Testo fornito.
/---
Ora che Jean Pierre Mustier ha svelato il segreto di Pulcinella, e cioè che con la scadenza di aprile non rinnoverà il suo mandato al vertice di UniCredit, in Piazza Gae Aulenti si interrogano sul futuro. Chi potrà raccogliere l’eredità del manager francese? Quali caratteristiche dovrà avere un dirigente che deve traghettare la banca verso una nuova era? I nomi impazzano, ma nessuno sembra avere tutte le carte in regola. Perché guidare la seconda banca del Paese non è questione di poco conto, indipendentemente da quello che succederà con Mps.
Prima di tutto perché bisognerà capire che cosa si vuole fare da grandi. Passati i tempi della gestione Profumo che ha lasciato andare il “treno” dell’innovazione tech mentre negli Stati Uniti un certo Steve Jobs presentava un prodotto che – forse solo al pari della lampadina – ha rivoluzionato le nostre vite e l'intermediazione bancaria; passati anche i tempi della gestione Ghizzoni, in cui, dopo il terzo aumento di capitale in tre anni (e la storica decisione di non distribuire dividendi), si era arrivati a una prima definizione di una piattaforma It con l’accordo con Ibm. Ma sono anche passati i tempi di Mustier, che ha deciso di smantellare progressivamente tutte le partecipazioni, da Pekao a Pioneer fino a Fineco per rafforzare il capitale e scrollarsi di dosso anche il rischio Italia. Una scelta comprensibile data l’esigenza di completare un ulteriore aumento di capitale nel 2017, ma anche poco lungimirante.
\---
Compiti da svolgere.
a) Traduci in inglese la frase "Chi potrà raccogliere l’eredità del manager francese?" tratta dal testo su UniCredit.
b) Prosegui il testo su UniCredit a partire dall'ultima frase riportata.
Le righe provengono da una fonte diversa dal testo su UniCredit.

(Voci di dati)
/---
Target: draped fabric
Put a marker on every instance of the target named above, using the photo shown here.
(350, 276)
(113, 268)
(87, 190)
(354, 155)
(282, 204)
\---
Risultati per compito.
a) Who will be able to take up the French manager's legacy?

b)
Quello che oggi preoccupa i mercati non è tanto l’avvicendamento al potere, dinamica tutto sommato normale in un mondo capitalistico che vede comunque le banche come le industry più “conservatrici” in materia di management. Gli investitori – che infatti hanno penalizzato UniCredit con un calo del titolo superiore al 10% - temono che la banca perda definitivamente la bussola e diventi oggetto delle scaramucce di potere per acquisire Mps.
Non è certo casuale la sequenza degli eventi: nomina di Padoan a presidente, richiesta (semi)formale del Mef di procedere all’incorporazione di un Monte dei Paschi ripulito dalle troppe magagne che ancora pesano, diniego secco e irremovibile di Mustier, abbandono del “soglio”. UniCredit si trova in un momento complicatissimo: ha un ceo dimissionario, un presidente in carica che è a scadenza e uno in pectore che non ha ancora avuto modo di entrare nelle vicende.
E dunque, si interroga: che cosa serve al nuovo amministratore delegato? Prima di tutto una visione meno “d’investimento” e più commerciale. UniCredit non è Goldman Sachs, ha una struttura completamente diversa che deve essere rispettata. Si legge in giro che la “colpa” di Mustier è solo quella di aver rifiutato Mps. In realtà paga la fretta con cui ha venduto molteplici partecipazioni per urgenza di fare cassa. Si è cercato di dare una dimensione europea (provando a fondersi con SocGen e Commerzbank) all’istituto senza però analoga solerzia in patria. Tanto che i ricavi dagli interessi, ovvero l’indicatore ultimo dell’attività commerciale della banca, sono in calo dell’11,3%.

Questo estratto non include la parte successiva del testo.